§ Data provided:
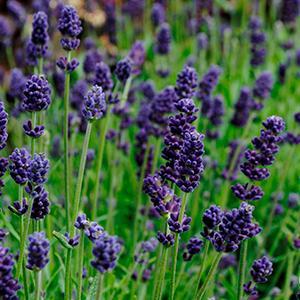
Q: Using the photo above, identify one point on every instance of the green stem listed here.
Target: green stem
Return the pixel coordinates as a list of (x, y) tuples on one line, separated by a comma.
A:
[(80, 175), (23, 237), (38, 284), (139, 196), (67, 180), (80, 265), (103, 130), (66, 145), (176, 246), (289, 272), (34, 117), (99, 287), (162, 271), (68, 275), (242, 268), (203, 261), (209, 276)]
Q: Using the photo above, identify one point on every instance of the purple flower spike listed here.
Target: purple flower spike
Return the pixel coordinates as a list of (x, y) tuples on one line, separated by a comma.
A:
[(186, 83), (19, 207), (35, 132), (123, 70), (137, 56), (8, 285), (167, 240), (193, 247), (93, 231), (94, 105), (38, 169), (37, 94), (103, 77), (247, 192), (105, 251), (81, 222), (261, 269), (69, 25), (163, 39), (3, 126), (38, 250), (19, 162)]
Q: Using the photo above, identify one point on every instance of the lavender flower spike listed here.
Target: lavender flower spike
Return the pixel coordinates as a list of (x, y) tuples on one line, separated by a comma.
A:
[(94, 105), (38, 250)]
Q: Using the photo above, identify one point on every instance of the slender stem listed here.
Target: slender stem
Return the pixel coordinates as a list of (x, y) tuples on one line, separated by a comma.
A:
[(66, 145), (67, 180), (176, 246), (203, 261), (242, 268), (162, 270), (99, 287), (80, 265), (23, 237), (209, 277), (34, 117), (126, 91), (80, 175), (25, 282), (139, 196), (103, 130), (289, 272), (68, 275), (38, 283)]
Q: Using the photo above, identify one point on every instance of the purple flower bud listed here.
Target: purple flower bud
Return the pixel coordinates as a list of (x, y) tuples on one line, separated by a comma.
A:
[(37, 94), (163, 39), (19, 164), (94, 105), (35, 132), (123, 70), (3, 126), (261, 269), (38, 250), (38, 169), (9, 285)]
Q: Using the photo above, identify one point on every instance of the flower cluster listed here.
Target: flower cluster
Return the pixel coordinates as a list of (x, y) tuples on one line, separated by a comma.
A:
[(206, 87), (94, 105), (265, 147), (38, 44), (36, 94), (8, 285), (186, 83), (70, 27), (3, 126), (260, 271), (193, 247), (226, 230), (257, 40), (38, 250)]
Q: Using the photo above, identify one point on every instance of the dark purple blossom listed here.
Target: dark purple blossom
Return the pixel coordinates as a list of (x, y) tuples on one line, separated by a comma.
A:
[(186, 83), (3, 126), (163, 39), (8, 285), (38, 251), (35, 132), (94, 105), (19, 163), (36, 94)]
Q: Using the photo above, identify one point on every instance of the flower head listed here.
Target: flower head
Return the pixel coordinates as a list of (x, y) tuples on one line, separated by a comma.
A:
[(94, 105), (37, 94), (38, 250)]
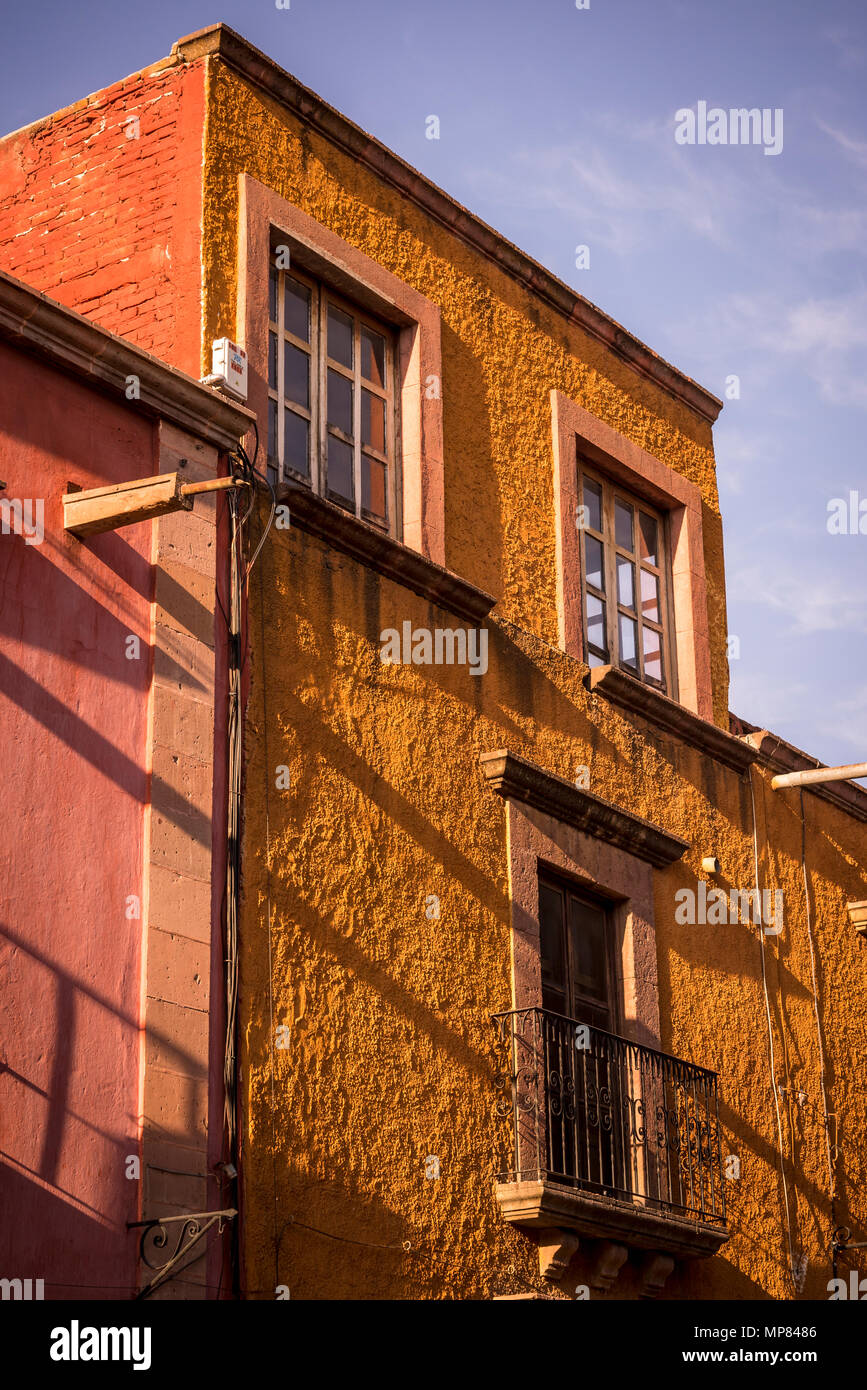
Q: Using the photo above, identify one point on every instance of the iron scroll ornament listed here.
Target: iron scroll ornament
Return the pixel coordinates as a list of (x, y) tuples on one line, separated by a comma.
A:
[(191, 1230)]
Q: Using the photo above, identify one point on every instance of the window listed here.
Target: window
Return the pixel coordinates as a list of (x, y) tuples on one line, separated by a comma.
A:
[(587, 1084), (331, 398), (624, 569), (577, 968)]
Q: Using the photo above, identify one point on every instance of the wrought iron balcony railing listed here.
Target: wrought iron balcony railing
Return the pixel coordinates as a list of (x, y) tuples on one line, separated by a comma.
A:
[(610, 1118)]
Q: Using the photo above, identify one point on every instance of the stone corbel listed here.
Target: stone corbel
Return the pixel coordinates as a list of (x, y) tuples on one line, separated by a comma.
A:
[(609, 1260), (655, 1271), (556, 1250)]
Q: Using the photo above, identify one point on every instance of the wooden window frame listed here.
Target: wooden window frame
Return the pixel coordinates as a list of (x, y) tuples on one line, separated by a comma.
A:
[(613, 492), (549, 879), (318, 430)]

§ Aim: Please write out all of the lines above again, changing every "tuples" to "pairs" and leaving everything else the same. Omit the pictures.

§ Final result:
Q: Using the photo above, identify one point on every instance of the green stem listed here.
Target: green stem
Return the pixel coordinates as a list of (x, y) pairs on one line, separated by a comma.
A:
[(80, 175), (23, 237), (38, 284), (139, 196), (67, 180), (80, 265), (103, 130), (66, 145), (176, 246), (289, 272), (34, 117), (99, 287), (162, 271), (68, 275), (242, 268), (203, 261), (209, 276)]
Q: Using the photo above, identify one point on every instance of the purple flower spike listed here.
Target: purple flower spike
Return the pixel coordinates as a list of (x, y) pairs on one line, separated by a comma.
A:
[(186, 83), (19, 207), (35, 132), (123, 70), (137, 56), (8, 285), (167, 240), (193, 247), (93, 231), (94, 105), (38, 169), (37, 94), (103, 77), (247, 192), (105, 251), (81, 222), (261, 269), (69, 25), (163, 39), (3, 126), (38, 250), (19, 162)]
Q: Using the photo above, identify one point on every instance of the lavender flower spike listed here.
Target: lavender flower spike
Return the pixel coordinates as a list of (x, y) pairs on one line, separated by a comma.
A:
[(94, 105), (38, 250)]
Q: Using the photo above, identify one point on every instance of the slender stem listed here.
Target: slender stem
Return the pixel coordinates as a list of (x, y) pairs on one line, separated by a comma.
A:
[(66, 145), (67, 180), (176, 246), (203, 261), (242, 268), (162, 270), (99, 287), (80, 265), (23, 237), (209, 277), (34, 117), (126, 91), (80, 175), (25, 282), (139, 196), (103, 130), (289, 272), (68, 275), (38, 283)]
Q: Using the photo above, identify one point on every instance of the purple flower bud listed here.
Target: purple flower bud
Return the pixel coordinates as a list of (x, y) pairs on one line, separated by a comma.
A:
[(37, 94), (163, 39), (19, 164), (94, 105), (35, 132), (123, 70), (3, 126), (261, 269), (38, 250), (38, 169), (9, 285)]
Q: Using the photo above, identify one point on every instance of the flower cluster listed here.
Target: flower cluster
Return the pixel coordinates as a list of (x, y) pairs on one line, separated by a comma.
A:
[(206, 87), (94, 105), (265, 147), (38, 44), (36, 94), (8, 285), (186, 83), (70, 27), (3, 126), (260, 271), (193, 247), (226, 230), (257, 40), (38, 250)]
Q: Using the photo above, identify one point on every instance of the dark purple blossom listed here.
Target: dark purple blossom
Return the pixel coordinates as a list of (x, y) pairs on one line, separated by a comma.
A:
[(186, 83), (3, 126), (163, 39), (8, 285), (38, 251), (35, 132), (94, 105), (19, 163), (36, 94)]
Q: Using the photo above, identify one point on every instance of the flower head listed here.
Target: flower head
Return the pixel coordinates as a list of (x, y) pairs on one line, separated by a comma.
A:
[(94, 105), (37, 94), (38, 250)]
Q: Using the photo above, identify one point on every instance of the iron scroll ornament listed here.
Target: iron scroll ornament
Return the pixel coordinates as a list of (x, y) pairs on one line, separated by a comma.
A:
[(191, 1230)]
Q: Using the photo above, identify one point on every instance of the window listed here.
Target: window
Return the pixel coordinates as a list of (x, y) pairs on one line, separated by a comma.
A:
[(587, 1084), (331, 398), (624, 569), (577, 968)]
Q: Using the photo above, identify one point on every instance of the wrought iron balcony railing listed here.
Target: wrought iron balcony railing
Return the pixel coordinates as a list of (x, y) pairs on one line, separated by a comma.
A:
[(610, 1118)]
Q: Using the photo above, identify one point on every instance of the stone corbel listed here.
Target: stone corbel
Return the pixel coordinates as a list of (x, y) pairs on one line, separated by a comma.
A:
[(609, 1260), (655, 1271), (556, 1250)]
Q: Using the photo above, identify one point on every instance of the wooden window frame listed here.
Target: wooden window frame
Return the pixel coordinates as a list of (x, y) pairs on one line, separated by a comma.
A:
[(613, 492), (549, 879), (318, 430)]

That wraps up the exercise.